Quoted passage:
****
I never realized it’s 40 years ago i was driving to Lantoro, in Abeokuta, Ogun State, to buy Ofada rice from Alhaja Oyalowo. I was still eating rice from that Buka, till Alhaja transited a few months ago. She was in her 90s.
There was no GSM then. Someone flagged me down and said OMOWURA just died. I spurned around and drove at top speed to General hospital, Ijaiye. The whole hospital up to the gate was full of hordes of people, youths, market women, socialites. All wailing and rushing to the ICU.
I pushed my way to the front and behold Egunmogaji was lying in a pool of blood on his head, stone dead on the gurney.
Memories of him, in the two years that we’ve been friends and business partners flooded to me. I wept.
At age 21, i constructed and operated the No 1 discotheque/club in the whole of Western Region now six states. DUDU CLUB was the center of fun in Yorubaland. I’m talking of 1975. For three days in a week, people would travel from Lagos, Ibadan, Oshogbo, Ijebu etc to come to DUDU CLUB (Whedah House) for mad fun. I was running the club, at the same time schooling at the University of Ibadan. Many who read this post will attest to their experiences in DUDU. It was a place ahead of its time.
****
Listed entries:
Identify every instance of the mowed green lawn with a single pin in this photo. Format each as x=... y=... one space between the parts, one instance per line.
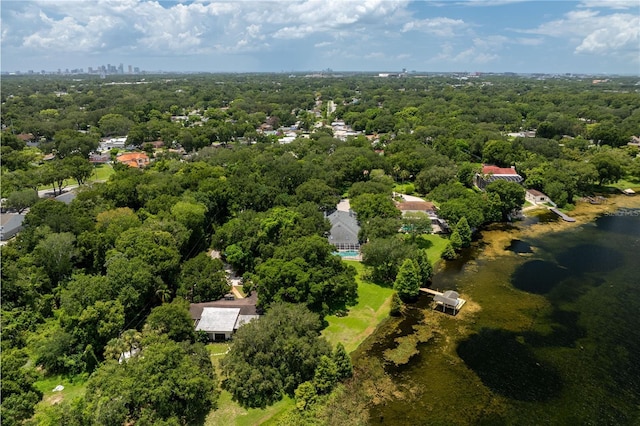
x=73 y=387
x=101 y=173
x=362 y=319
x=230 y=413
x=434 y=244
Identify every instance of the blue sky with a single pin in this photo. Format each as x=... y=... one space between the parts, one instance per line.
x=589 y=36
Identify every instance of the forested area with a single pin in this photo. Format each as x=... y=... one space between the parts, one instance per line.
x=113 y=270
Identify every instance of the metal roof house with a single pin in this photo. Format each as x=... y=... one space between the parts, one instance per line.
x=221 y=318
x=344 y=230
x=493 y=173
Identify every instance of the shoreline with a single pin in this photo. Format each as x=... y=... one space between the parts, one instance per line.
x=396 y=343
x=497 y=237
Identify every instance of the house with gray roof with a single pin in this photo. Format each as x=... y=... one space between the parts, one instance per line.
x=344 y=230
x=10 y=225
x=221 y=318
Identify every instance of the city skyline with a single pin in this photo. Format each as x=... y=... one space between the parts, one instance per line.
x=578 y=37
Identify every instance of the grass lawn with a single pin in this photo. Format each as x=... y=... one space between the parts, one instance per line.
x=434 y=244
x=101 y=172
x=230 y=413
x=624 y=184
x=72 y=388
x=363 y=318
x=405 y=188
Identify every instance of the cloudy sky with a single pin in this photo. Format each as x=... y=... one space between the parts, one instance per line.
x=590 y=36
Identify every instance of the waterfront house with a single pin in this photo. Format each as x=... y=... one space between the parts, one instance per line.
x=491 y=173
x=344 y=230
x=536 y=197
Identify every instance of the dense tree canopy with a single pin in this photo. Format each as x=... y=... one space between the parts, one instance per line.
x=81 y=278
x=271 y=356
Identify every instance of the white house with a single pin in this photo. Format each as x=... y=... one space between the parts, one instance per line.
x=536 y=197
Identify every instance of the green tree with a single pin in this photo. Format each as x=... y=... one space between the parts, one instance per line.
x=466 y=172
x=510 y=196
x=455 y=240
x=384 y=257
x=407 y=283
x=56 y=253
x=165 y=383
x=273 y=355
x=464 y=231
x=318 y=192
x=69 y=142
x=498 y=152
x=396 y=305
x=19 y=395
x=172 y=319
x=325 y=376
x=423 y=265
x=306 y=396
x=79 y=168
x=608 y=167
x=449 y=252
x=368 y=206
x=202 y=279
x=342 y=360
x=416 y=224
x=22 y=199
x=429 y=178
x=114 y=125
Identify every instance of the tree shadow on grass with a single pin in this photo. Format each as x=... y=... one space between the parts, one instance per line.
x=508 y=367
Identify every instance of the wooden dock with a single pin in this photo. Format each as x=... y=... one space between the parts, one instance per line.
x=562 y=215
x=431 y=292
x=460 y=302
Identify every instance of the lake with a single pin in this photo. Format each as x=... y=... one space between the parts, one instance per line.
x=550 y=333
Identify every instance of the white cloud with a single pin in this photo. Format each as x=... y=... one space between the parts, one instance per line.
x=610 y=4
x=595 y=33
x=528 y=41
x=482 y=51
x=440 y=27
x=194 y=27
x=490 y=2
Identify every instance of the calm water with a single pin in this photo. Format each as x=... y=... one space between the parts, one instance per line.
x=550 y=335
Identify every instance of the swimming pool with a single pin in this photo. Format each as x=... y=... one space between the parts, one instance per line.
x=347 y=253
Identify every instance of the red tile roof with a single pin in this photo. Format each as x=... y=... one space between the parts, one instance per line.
****
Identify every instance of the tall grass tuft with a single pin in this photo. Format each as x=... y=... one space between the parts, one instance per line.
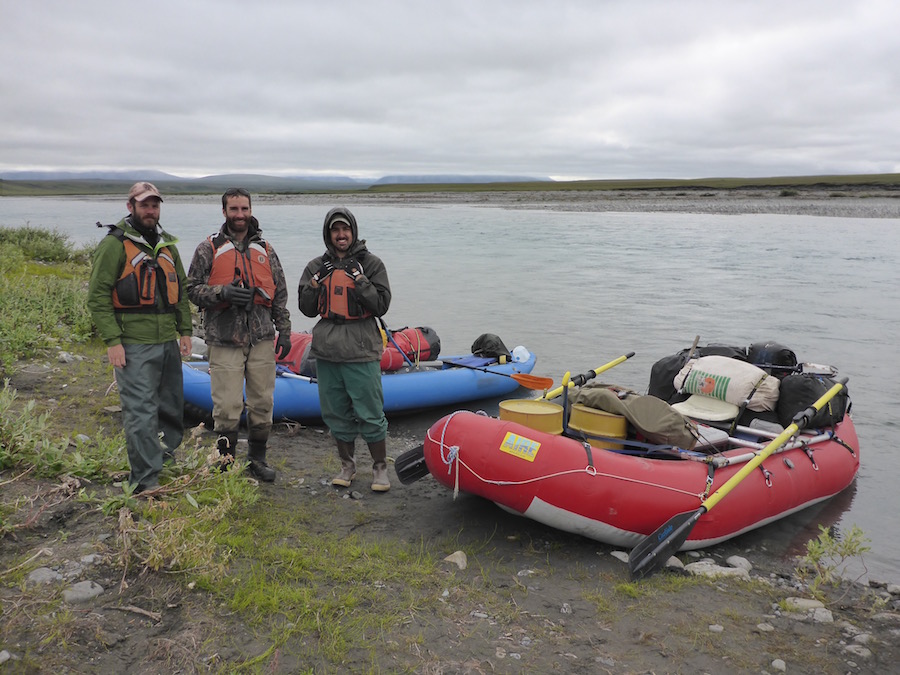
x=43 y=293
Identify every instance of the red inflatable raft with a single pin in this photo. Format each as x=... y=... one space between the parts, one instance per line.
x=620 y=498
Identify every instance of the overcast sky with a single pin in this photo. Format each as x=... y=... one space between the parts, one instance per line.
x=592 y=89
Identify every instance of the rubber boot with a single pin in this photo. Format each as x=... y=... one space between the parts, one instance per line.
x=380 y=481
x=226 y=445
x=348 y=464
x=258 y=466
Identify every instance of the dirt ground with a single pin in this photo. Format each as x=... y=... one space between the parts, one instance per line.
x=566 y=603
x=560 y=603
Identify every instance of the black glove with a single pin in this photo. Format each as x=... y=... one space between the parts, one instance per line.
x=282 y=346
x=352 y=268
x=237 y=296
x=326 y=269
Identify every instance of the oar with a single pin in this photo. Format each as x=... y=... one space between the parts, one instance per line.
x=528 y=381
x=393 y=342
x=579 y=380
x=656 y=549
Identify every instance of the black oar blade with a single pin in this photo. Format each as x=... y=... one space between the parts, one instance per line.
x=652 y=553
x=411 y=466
****
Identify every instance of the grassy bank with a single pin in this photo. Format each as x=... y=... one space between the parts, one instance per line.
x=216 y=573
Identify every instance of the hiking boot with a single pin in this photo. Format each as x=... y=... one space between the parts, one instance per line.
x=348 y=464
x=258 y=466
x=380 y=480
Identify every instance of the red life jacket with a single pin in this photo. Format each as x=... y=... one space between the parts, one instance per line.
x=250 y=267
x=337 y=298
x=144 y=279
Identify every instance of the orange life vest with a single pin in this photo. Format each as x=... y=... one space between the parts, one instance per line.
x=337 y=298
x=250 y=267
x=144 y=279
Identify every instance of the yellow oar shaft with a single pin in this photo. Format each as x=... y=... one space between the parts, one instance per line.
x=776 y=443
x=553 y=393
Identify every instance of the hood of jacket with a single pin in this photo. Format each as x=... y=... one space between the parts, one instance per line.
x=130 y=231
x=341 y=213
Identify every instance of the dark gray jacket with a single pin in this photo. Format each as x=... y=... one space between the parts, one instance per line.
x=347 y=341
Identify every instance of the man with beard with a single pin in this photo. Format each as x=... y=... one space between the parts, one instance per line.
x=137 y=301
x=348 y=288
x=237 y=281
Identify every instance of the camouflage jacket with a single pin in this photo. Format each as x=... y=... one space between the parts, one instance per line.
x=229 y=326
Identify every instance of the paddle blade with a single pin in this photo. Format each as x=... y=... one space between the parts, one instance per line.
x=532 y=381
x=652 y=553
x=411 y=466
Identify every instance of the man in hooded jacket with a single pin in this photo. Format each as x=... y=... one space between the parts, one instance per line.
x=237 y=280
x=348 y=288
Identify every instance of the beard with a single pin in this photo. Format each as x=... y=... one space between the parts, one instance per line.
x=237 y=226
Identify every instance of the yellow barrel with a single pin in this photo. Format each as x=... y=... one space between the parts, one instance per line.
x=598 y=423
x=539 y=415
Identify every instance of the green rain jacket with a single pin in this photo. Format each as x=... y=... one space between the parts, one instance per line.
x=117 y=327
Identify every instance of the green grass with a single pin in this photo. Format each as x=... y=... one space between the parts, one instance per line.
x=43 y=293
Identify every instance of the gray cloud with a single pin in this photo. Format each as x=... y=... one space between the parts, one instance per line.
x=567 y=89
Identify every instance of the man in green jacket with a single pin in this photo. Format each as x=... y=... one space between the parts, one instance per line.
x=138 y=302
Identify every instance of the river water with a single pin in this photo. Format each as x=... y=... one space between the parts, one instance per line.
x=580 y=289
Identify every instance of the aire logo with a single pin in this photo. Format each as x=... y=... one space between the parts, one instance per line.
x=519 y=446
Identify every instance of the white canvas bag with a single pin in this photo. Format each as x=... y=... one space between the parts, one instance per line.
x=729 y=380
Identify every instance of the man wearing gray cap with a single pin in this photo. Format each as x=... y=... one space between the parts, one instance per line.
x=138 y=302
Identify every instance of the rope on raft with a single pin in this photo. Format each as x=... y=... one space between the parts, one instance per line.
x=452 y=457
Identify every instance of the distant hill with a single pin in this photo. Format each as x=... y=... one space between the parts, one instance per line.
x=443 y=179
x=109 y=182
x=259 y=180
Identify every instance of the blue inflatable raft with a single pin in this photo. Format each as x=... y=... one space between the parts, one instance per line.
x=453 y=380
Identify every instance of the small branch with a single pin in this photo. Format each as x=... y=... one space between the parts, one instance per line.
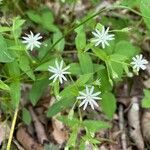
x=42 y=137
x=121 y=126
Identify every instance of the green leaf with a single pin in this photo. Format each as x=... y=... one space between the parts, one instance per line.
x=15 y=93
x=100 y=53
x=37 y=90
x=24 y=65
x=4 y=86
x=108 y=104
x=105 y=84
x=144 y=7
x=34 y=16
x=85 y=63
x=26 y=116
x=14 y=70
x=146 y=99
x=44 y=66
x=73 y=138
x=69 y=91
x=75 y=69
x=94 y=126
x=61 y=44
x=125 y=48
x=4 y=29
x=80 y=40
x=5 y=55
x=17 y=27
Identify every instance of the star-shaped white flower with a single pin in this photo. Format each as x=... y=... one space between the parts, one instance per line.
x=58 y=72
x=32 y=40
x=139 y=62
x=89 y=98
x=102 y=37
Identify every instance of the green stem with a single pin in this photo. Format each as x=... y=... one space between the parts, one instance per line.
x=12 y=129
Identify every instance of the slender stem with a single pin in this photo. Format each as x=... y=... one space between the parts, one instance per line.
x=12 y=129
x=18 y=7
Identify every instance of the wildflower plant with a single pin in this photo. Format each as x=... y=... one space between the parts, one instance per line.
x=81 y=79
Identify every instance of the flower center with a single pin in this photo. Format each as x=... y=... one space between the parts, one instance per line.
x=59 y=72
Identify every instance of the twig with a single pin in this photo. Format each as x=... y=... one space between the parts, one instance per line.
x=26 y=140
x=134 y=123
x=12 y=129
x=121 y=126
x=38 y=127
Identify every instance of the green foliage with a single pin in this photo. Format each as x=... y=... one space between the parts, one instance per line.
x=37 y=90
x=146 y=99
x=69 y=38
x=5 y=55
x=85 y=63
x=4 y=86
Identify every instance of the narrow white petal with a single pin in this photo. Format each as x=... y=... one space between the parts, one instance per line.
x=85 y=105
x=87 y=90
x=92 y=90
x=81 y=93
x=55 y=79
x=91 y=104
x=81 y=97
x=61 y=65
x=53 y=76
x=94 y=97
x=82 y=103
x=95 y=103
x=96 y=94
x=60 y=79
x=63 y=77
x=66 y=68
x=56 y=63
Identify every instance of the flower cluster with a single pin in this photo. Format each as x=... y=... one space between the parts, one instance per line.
****
Assignment:
Name every place the post says people traveled from to come to DUDU CLUB.

Exercise output:
Lagos, Ibadan, Oshogbo, Ijebu